--- START MATERIAL ---

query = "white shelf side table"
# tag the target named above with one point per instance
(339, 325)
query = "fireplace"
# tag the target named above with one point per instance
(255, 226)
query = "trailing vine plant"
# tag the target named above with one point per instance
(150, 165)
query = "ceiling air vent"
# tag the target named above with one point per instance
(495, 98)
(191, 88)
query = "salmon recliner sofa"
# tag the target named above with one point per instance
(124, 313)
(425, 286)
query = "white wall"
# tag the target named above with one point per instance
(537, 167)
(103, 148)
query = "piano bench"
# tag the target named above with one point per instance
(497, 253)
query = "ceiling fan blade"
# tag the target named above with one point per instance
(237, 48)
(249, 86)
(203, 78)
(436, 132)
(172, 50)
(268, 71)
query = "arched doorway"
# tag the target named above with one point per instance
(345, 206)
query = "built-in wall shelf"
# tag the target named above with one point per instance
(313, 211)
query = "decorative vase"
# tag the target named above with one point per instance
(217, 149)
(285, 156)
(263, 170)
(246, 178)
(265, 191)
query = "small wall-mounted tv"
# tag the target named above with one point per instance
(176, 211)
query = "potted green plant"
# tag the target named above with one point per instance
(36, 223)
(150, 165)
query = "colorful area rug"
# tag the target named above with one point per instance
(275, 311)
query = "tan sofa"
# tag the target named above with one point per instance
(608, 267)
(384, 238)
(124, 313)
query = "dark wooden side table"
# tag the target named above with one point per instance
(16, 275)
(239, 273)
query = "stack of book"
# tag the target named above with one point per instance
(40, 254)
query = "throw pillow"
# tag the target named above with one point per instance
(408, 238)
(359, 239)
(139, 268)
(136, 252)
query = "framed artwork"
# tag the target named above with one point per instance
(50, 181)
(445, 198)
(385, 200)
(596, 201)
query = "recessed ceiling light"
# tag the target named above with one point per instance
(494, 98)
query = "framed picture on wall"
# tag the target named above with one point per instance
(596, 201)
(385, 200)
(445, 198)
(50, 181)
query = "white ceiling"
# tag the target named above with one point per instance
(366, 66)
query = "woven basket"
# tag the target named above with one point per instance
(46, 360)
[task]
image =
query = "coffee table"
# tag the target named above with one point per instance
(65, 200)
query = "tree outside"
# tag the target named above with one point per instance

--- END MATERIAL ---

**STATED GOAL:** Copy all of the data. Keep every word exactly as it is.

**WRITTEN RESPONSE:**
query = "white shelf side table"
# tag the target named above with one point per instance
(339, 325)
query = "fireplace"
# tag the target named above with one point per instance
(255, 226)
query = "trailing vine plant"
# tag the target named above with one point per instance
(150, 165)
query = "ceiling air vent"
# tag the target named above with one point per instance
(495, 98)
(191, 88)
query = "salmon recliner sofa"
# tag the target named above with one point per instance
(124, 313)
(425, 286)
query = "white wall"
# tag the target named above with one point per instance
(537, 167)
(103, 148)
query = "piano bench"
# tag the target named above with one point per instance
(497, 253)
query = "ceiling fan blade"
# tag the target named above with one point per instance
(237, 48)
(249, 86)
(203, 78)
(436, 132)
(172, 50)
(268, 71)
query = "arched doorway"
# tag the target named above with one point per instance
(345, 206)
query = "built-in wall shelf"
# tag the target named above with one point per instance
(313, 211)
query = "decorative vase"
# tag the target named above with one point per instance
(217, 149)
(285, 156)
(263, 170)
(246, 178)
(265, 191)
query = "small wall-mounted tv"
# tag the target named above with one point per instance
(176, 211)
query = "potted green plant"
# tag the target named above with one point per instance
(36, 223)
(150, 165)
query = "colorful area rug"
# tag the target named above with one point per instance
(275, 311)
query = "tan sofa"
# tag the target named above with one point per instance
(608, 267)
(384, 238)
(124, 313)
query = "dark wooden side table"
# tag the target named above with one point per instance
(16, 275)
(239, 273)
query = "stack of book"
# tag the target named above with one point per instance
(40, 254)
query = "throw pillow"
# tag the target named above with one point per instance
(408, 238)
(359, 239)
(139, 268)
(136, 252)
query = "framed artwork"
# tag the target named above with one point per instance
(50, 181)
(445, 198)
(385, 200)
(596, 201)
query = "recessed ceiling light"
# tag the target named above with one point per instance
(494, 98)
query = "framed picture on wall"
# tag the target named above with one point per instance
(596, 201)
(385, 200)
(445, 198)
(50, 181)
query = "white ceiling"
# tag the target named above with one point per instance
(366, 66)
query = "woven basket"
# tag the target named above with one point per instance
(46, 360)
[task]
image =
query = "coffee table"
# tag the target named above with one point per instance
(65, 200)
query = "tree outside"
# tag the target named above with one point per instance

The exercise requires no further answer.